Mounted at /content/gdrive


## Start
If you want to restart the notebook, do so from this point

In [3]:
%reset -f

## Import Libraries

In [4]:
# Importing stock libraries
import numpy as np
import pandas as pd
from tqdm.notebook import tqdm
import torch
import torch.nn.functional as F
from sklearn.model_selection import train_test_split as tts
from torch.utils.data import Dataset, DataLoader, RandomSampler, SequentialSampler

# Importing the T5 modules from huggingface/transformers
from transformers.optimization import Adafactor
from transformers import T5Tokenizer, T5ForConditionalGeneration

## Connecting to the GPU

In [5]:
DEVICE = "cuda" if torch.cuda.is_available() else "cpu"
# See which GPU has been allotted 
print(torch.cuda.get_device_name(torch.cuda.current_device()))

Tesla P100-PCIE-16GB


## Constants

In [6]:
PATH_DATA = "/content/gdrive/MyDrive/text2poem/news_summary.csv"
MODEL_NAME = "t5-small"

SEED = 42 

MAX_LEN = 512
SUMMARY_LEN = 150

TRAIN_BATCH_SIZE = 2
VALID_BATCH_SIZE = 2

N_EPOCHS = 2
LR = 1e-3

In [7]:
# Set random seeds and make pytorch deterministic for reproducibility
torch.manual_seed(SEED)
np.random.seed(SEED)
torch.backends.cudnn.deterministic = True

## Helper Functions

In [8]:
def countParameters(model):
    """ Counts the total number of trainable and frozen parameters in the model """
    trainable = sum(p.numel() for p in model.parameters() if p.requires_grad)
    frozen = sum(p.numel() for p in model.parameters() if not p.requires_grad)
    return trainable, frozen

## Data Handlers

In [9]:
def loadDF(path, n_total = 100, split = 0.8,  prefix = "summarize: "):
    
    df = pd.read_csv(PATH_DATA, encoding = "latin-1")
    df = df[['text', 'ctext']]
    df.ctext = prefix + df.ctext
    df = df[:n_total]

    df_train, df_val = tts(df, train_size = split, random_state = SEED, shuffle = True)
    
    df_train.reset_index(drop=True, inplace=True)
    df_val.reset_index(drop=True, inplace=True)

++++++++++++++++++++

● **AIM 1**
Gather every line of the records that contains the string "beach" and copy each of those lines in full.

++++++++++++++++++++

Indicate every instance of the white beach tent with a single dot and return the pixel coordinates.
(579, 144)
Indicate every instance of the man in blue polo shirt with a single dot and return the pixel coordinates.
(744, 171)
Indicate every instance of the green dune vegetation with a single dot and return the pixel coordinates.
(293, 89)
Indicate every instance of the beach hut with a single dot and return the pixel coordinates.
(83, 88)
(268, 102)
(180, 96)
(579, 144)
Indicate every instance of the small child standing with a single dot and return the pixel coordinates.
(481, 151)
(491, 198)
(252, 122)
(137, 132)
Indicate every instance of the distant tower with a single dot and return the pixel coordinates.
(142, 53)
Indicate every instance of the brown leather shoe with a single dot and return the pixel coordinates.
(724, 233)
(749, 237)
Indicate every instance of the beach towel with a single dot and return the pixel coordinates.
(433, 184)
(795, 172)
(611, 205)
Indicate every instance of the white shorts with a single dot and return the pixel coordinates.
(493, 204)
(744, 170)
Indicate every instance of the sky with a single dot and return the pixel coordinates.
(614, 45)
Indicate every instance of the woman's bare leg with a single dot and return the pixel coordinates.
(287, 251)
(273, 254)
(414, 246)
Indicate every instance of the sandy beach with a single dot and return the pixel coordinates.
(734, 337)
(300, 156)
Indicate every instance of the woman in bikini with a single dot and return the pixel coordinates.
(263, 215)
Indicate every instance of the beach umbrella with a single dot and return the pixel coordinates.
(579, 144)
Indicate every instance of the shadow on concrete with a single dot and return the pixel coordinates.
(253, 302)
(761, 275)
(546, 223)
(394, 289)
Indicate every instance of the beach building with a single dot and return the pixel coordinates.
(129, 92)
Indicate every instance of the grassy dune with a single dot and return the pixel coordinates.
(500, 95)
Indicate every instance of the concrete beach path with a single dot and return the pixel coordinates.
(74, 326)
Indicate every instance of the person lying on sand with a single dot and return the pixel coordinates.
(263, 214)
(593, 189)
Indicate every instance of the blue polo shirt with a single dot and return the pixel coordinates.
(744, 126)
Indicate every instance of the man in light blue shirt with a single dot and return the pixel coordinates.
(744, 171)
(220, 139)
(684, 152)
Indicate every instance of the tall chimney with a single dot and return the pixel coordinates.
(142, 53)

++++++++++++++++++++

● **AIM 2**
Summarize the notebook excerpt in three sentences.

● **EXERCISE RESPONSE 1**
Indicate every instance of the white beach tent with a single dot and return the pixel coordinates.
Indicate every instance of the beach hut with a single dot and return the pixel coordinates.
Indicate every instance of the beach towel with a single dot and return the pixel coordinates.
Indicate every instance of the sandy beach with a single dot and return the pixel coordinates.
Indicate every instance of the beach umbrella with a single dot and return the pixel coordinates.
Indicate every instance of the beach building with a single dot and return the pixel coordinates.
Indicate every instance of the concrete beach path with a single dot and return the pixel coordinates.

● **EXERCISE RESPONSE 2**
The notebook excerpt imports numpy, pandas, torch, scikit-learn's train_test_split and the T5 modules from huggingface/transformers, then selects the GPU, which reports as a Tesla P100-PCIE-16GB. It sets constants for the "t5-small" model, including a seed of 42, a maximum length of 512, a summary length of 150, batch sizes of 2, two epochs and a learning rate of 1e-3, and it fixes random seeds so that PyTorch runs deterministically. It also defines a helper function that counts trainable and frozen model parameters and a loader that reads a news summary CSV, keeps the "text" and "ctext" columns, adds the prefix "summarize: " to "ctext", and splits the data into training and validation sets.